- [GIVEN RECORDS]:

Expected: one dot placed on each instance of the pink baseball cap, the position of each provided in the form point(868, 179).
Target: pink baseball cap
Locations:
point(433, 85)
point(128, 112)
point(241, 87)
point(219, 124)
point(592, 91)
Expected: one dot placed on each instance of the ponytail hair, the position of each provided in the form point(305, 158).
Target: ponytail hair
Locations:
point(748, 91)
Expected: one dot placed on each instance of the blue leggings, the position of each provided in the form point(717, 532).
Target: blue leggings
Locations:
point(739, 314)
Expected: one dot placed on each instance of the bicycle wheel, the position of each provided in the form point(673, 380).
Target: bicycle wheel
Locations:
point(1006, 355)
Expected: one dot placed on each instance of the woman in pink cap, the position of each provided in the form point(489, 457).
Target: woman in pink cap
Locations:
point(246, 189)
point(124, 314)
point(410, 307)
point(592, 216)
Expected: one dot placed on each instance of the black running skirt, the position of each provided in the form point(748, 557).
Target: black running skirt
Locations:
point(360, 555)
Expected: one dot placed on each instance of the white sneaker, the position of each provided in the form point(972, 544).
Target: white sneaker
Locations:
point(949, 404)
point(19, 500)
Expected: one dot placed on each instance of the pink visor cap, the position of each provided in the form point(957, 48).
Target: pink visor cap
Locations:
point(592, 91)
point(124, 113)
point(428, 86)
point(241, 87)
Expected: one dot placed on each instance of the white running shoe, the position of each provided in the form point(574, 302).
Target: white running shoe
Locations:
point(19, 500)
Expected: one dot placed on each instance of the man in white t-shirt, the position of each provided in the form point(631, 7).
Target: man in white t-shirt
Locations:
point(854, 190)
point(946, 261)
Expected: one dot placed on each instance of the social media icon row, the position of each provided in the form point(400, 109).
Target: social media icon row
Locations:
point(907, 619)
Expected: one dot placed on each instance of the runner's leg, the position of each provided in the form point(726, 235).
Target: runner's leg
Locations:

- [PROBLEM]:
Can you give the rows again, from the line with "Expected: one dot placed on each instance of the social" through the end of the rows, with "runner's leg" substituted by "runner's arm" and everything else left unchanged?

- [EXERCISE OUTPUT]:
Expected: one dot placed on each instance of the social media icon row, the position of each provided in the form point(400, 109).
Target: social media icon row
Locations:
point(907, 619)
Expected: one dot placed on each instance of the runner's arm, the position of each provided in the form point(726, 235).
Target: runner's arm
Locations:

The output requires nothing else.